Work to be completed> Look through the entries below. Say how many lines include "cliff", with nothing added.

Data records>
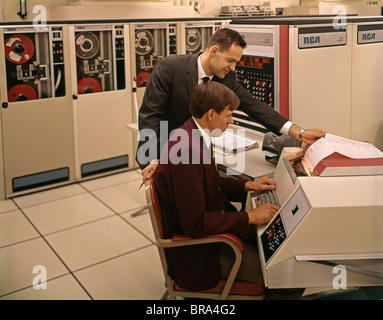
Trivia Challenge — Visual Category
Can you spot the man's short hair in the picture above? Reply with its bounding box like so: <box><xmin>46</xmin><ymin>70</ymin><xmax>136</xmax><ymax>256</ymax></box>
<box><xmin>206</xmin><ymin>28</ymin><xmax>247</xmax><ymax>52</ymax></box>
<box><xmin>189</xmin><ymin>82</ymin><xmax>239</xmax><ymax>119</ymax></box>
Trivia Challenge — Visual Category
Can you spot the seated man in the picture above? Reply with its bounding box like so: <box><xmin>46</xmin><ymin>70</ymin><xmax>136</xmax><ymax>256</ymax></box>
<box><xmin>153</xmin><ymin>81</ymin><xmax>280</xmax><ymax>292</ymax></box>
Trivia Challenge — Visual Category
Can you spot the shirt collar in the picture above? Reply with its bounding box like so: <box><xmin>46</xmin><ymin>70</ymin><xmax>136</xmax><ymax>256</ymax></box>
<box><xmin>192</xmin><ymin>117</ymin><xmax>211</xmax><ymax>150</ymax></box>
<box><xmin>197</xmin><ymin>55</ymin><xmax>212</xmax><ymax>84</ymax></box>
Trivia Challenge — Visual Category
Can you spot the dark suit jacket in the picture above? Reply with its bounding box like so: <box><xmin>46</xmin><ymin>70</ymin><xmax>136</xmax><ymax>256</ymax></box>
<box><xmin>137</xmin><ymin>53</ymin><xmax>288</xmax><ymax>169</ymax></box>
<box><xmin>153</xmin><ymin>118</ymin><xmax>249</xmax><ymax>290</ymax></box>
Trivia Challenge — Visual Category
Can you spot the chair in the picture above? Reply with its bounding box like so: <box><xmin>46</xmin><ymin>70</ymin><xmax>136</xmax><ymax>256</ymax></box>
<box><xmin>145</xmin><ymin>178</ymin><xmax>266</xmax><ymax>300</ymax></box>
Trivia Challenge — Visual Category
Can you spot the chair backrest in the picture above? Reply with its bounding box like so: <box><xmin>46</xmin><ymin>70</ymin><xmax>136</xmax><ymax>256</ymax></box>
<box><xmin>145</xmin><ymin>178</ymin><xmax>165</xmax><ymax>239</ymax></box>
<box><xmin>145</xmin><ymin>178</ymin><xmax>177</xmax><ymax>297</ymax></box>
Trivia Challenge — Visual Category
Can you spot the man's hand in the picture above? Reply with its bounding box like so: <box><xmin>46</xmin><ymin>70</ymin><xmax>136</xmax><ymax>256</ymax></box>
<box><xmin>300</xmin><ymin>128</ymin><xmax>327</xmax><ymax>145</ymax></box>
<box><xmin>245</xmin><ymin>176</ymin><xmax>279</xmax><ymax>225</ymax></box>
<box><xmin>247</xmin><ymin>203</ymin><xmax>279</xmax><ymax>225</ymax></box>
<box><xmin>140</xmin><ymin>160</ymin><xmax>159</xmax><ymax>189</ymax></box>
<box><xmin>245</xmin><ymin>176</ymin><xmax>276</xmax><ymax>193</ymax></box>
<box><xmin>289</xmin><ymin>124</ymin><xmax>326</xmax><ymax>145</ymax></box>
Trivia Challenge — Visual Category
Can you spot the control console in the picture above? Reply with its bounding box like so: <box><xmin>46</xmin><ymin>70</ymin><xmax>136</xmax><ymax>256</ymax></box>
<box><xmin>261</xmin><ymin>215</ymin><xmax>287</xmax><ymax>263</ymax></box>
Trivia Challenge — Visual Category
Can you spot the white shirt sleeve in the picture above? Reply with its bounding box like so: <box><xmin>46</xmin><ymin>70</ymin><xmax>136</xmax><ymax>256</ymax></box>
<box><xmin>279</xmin><ymin>120</ymin><xmax>293</xmax><ymax>135</ymax></box>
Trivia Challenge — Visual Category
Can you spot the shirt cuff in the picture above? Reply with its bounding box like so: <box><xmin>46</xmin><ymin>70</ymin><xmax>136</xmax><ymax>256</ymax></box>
<box><xmin>279</xmin><ymin>121</ymin><xmax>293</xmax><ymax>135</ymax></box>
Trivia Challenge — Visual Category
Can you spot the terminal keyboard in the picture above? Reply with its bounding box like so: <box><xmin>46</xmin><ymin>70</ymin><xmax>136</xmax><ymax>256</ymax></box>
<box><xmin>252</xmin><ymin>189</ymin><xmax>280</xmax><ymax>208</ymax></box>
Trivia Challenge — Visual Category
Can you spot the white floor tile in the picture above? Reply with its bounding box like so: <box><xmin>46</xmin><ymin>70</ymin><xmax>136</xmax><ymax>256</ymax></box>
<box><xmin>121</xmin><ymin>209</ymin><xmax>155</xmax><ymax>243</ymax></box>
<box><xmin>0</xmin><ymin>274</ymin><xmax>91</xmax><ymax>300</ymax></box>
<box><xmin>92</xmin><ymin>180</ymin><xmax>147</xmax><ymax>214</ymax></box>
<box><xmin>0</xmin><ymin>238</ymin><xmax>69</xmax><ymax>296</ymax></box>
<box><xmin>22</xmin><ymin>193</ymin><xmax>115</xmax><ymax>235</ymax></box>
<box><xmin>0</xmin><ymin>209</ymin><xmax>40</xmax><ymax>247</ymax></box>
<box><xmin>0</xmin><ymin>199</ymin><xmax>17</xmax><ymax>214</ymax></box>
<box><xmin>80</xmin><ymin>170</ymin><xmax>141</xmax><ymax>191</ymax></box>
<box><xmin>45</xmin><ymin>216</ymin><xmax>151</xmax><ymax>271</ymax></box>
<box><xmin>74</xmin><ymin>245</ymin><xmax>166</xmax><ymax>300</ymax></box>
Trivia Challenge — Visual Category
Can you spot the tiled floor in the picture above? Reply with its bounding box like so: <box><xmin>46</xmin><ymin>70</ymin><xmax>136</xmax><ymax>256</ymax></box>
<box><xmin>2</xmin><ymin>168</ymin><xmax>382</xmax><ymax>301</ymax></box>
<box><xmin>0</xmin><ymin>169</ymin><xmax>166</xmax><ymax>300</ymax></box>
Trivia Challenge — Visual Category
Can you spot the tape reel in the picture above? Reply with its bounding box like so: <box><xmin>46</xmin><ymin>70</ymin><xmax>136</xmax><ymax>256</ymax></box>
<box><xmin>185</xmin><ymin>28</ymin><xmax>201</xmax><ymax>53</ymax></box>
<box><xmin>8</xmin><ymin>84</ymin><xmax>37</xmax><ymax>102</ymax></box>
<box><xmin>136</xmin><ymin>71</ymin><xmax>151</xmax><ymax>88</ymax></box>
<box><xmin>5</xmin><ymin>34</ymin><xmax>35</xmax><ymax>65</ymax></box>
<box><xmin>78</xmin><ymin>77</ymin><xmax>102</xmax><ymax>94</ymax></box>
<box><xmin>135</xmin><ymin>30</ymin><xmax>154</xmax><ymax>55</ymax></box>
<box><xmin>75</xmin><ymin>32</ymin><xmax>100</xmax><ymax>59</ymax></box>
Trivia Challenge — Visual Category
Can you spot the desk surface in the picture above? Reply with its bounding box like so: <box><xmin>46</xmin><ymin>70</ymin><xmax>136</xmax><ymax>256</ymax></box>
<box><xmin>214</xmin><ymin>130</ymin><xmax>277</xmax><ymax>179</ymax></box>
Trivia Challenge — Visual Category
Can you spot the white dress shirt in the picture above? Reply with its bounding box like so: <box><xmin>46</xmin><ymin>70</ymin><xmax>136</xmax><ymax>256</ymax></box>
<box><xmin>192</xmin><ymin>116</ymin><xmax>212</xmax><ymax>151</ymax></box>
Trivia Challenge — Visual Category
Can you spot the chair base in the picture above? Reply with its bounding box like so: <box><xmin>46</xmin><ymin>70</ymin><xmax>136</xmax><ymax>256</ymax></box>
<box><xmin>169</xmin><ymin>280</ymin><xmax>265</xmax><ymax>300</ymax></box>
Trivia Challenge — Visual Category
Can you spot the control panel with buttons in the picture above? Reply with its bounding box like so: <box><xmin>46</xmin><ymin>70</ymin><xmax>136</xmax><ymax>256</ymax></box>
<box><xmin>115</xmin><ymin>26</ymin><xmax>126</xmax><ymax>90</ymax></box>
<box><xmin>261</xmin><ymin>214</ymin><xmax>287</xmax><ymax>263</ymax></box>
<box><xmin>115</xmin><ymin>27</ymin><xmax>125</xmax><ymax>59</ymax></box>
<box><xmin>236</xmin><ymin>55</ymin><xmax>274</xmax><ymax>108</ymax></box>
<box><xmin>52</xmin><ymin>28</ymin><xmax>64</xmax><ymax>64</ymax></box>
<box><xmin>168</xmin><ymin>24</ymin><xmax>177</xmax><ymax>55</ymax></box>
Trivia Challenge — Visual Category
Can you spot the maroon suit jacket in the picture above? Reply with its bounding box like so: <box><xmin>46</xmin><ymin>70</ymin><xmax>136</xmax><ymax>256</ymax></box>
<box><xmin>153</xmin><ymin>118</ymin><xmax>249</xmax><ymax>290</ymax></box>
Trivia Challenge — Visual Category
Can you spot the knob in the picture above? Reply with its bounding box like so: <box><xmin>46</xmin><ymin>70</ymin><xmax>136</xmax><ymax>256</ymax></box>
<box><xmin>14</xmin><ymin>43</ymin><xmax>25</xmax><ymax>54</ymax></box>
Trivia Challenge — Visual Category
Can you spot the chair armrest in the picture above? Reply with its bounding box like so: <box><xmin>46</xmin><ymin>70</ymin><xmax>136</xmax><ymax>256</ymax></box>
<box><xmin>172</xmin><ymin>233</ymin><xmax>244</xmax><ymax>252</ymax></box>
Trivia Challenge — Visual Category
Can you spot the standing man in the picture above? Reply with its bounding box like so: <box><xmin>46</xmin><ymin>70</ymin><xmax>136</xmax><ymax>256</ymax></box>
<box><xmin>137</xmin><ymin>28</ymin><xmax>326</xmax><ymax>179</ymax></box>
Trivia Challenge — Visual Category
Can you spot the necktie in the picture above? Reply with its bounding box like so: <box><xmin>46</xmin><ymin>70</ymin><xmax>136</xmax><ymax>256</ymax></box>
<box><xmin>202</xmin><ymin>76</ymin><xmax>210</xmax><ymax>83</ymax></box>
<box><xmin>210</xmin><ymin>143</ymin><xmax>217</xmax><ymax>171</ymax></box>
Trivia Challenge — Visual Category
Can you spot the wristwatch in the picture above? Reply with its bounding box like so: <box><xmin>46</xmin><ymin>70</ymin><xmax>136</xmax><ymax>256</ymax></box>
<box><xmin>299</xmin><ymin>129</ymin><xmax>305</xmax><ymax>141</ymax></box>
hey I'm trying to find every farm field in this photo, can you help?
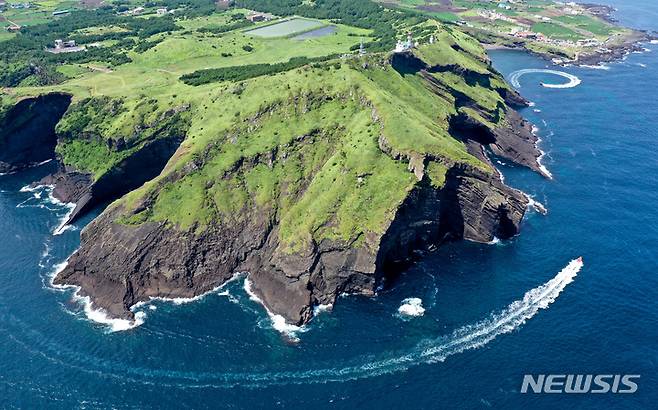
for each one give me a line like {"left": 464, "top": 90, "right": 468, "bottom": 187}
{"left": 0, "top": 0, "right": 81, "bottom": 29}
{"left": 373, "top": 0, "right": 637, "bottom": 61}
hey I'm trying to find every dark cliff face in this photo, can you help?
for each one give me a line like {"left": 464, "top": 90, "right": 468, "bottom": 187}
{"left": 51, "top": 54, "right": 539, "bottom": 327}
{"left": 0, "top": 94, "right": 188, "bottom": 226}
{"left": 0, "top": 93, "right": 71, "bottom": 174}
{"left": 55, "top": 163, "right": 527, "bottom": 325}
{"left": 54, "top": 201, "right": 272, "bottom": 319}
{"left": 448, "top": 107, "right": 546, "bottom": 177}
{"left": 44, "top": 133, "right": 186, "bottom": 226}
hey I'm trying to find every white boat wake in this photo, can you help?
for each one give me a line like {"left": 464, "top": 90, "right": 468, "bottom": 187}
{"left": 27, "top": 257, "right": 583, "bottom": 387}
{"left": 509, "top": 69, "right": 581, "bottom": 89}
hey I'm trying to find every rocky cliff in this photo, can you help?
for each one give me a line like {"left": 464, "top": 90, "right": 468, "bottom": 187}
{"left": 0, "top": 93, "right": 71, "bottom": 174}
{"left": 54, "top": 162, "right": 527, "bottom": 325}
{"left": 4, "top": 95, "right": 190, "bottom": 227}
{"left": 40, "top": 131, "right": 186, "bottom": 226}
{"left": 50, "top": 42, "right": 537, "bottom": 326}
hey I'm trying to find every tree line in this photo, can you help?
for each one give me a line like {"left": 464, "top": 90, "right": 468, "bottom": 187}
{"left": 180, "top": 55, "right": 338, "bottom": 85}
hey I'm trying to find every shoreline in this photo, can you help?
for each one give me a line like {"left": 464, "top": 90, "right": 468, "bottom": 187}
{"left": 480, "top": 0, "right": 656, "bottom": 69}
{"left": 484, "top": 34, "right": 655, "bottom": 68}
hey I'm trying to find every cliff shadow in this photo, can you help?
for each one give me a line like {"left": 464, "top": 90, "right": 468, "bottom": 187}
{"left": 0, "top": 93, "right": 72, "bottom": 173}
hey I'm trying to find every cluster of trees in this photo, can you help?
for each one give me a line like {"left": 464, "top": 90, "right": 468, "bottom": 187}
{"left": 197, "top": 19, "right": 253, "bottom": 35}
{"left": 234, "top": 0, "right": 427, "bottom": 51}
{"left": 0, "top": 3, "right": 198, "bottom": 87}
{"left": 180, "top": 55, "right": 337, "bottom": 85}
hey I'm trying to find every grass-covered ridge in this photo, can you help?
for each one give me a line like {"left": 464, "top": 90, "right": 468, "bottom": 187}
{"left": 112, "top": 44, "right": 510, "bottom": 251}
{"left": 3, "top": 1, "right": 518, "bottom": 253}
{"left": 54, "top": 96, "right": 190, "bottom": 179}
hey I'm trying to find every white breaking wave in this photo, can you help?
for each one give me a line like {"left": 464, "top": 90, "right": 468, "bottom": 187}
{"left": 130, "top": 273, "right": 242, "bottom": 314}
{"left": 17, "top": 184, "right": 76, "bottom": 234}
{"left": 19, "top": 183, "right": 48, "bottom": 193}
{"left": 243, "top": 277, "right": 306, "bottom": 341}
{"left": 49, "top": 261, "right": 145, "bottom": 332}
{"left": 487, "top": 236, "right": 501, "bottom": 246}
{"left": 537, "top": 152, "right": 553, "bottom": 179}
{"left": 145, "top": 280, "right": 236, "bottom": 306}
{"left": 53, "top": 213, "right": 75, "bottom": 236}
{"left": 398, "top": 298, "right": 425, "bottom": 317}
{"left": 531, "top": 129, "right": 554, "bottom": 180}
{"left": 526, "top": 195, "right": 548, "bottom": 215}
{"left": 313, "top": 303, "right": 333, "bottom": 316}
{"left": 35, "top": 259, "right": 583, "bottom": 386}
{"left": 580, "top": 64, "right": 611, "bottom": 71}
{"left": 81, "top": 296, "right": 146, "bottom": 332}
{"left": 509, "top": 69, "right": 581, "bottom": 89}
{"left": 49, "top": 192, "right": 76, "bottom": 236}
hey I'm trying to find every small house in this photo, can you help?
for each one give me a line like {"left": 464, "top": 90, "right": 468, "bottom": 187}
{"left": 47, "top": 39, "right": 84, "bottom": 53}
{"left": 246, "top": 12, "right": 272, "bottom": 22}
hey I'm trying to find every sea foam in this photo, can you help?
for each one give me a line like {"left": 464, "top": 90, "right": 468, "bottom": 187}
{"left": 49, "top": 260, "right": 145, "bottom": 332}
{"left": 17, "top": 184, "right": 76, "bottom": 234}
{"left": 531, "top": 128, "right": 554, "bottom": 180}
{"left": 526, "top": 195, "right": 548, "bottom": 215}
{"left": 243, "top": 277, "right": 306, "bottom": 341}
{"left": 398, "top": 298, "right": 425, "bottom": 317}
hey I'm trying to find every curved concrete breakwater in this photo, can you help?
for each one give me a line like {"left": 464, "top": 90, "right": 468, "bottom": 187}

Solution below> 3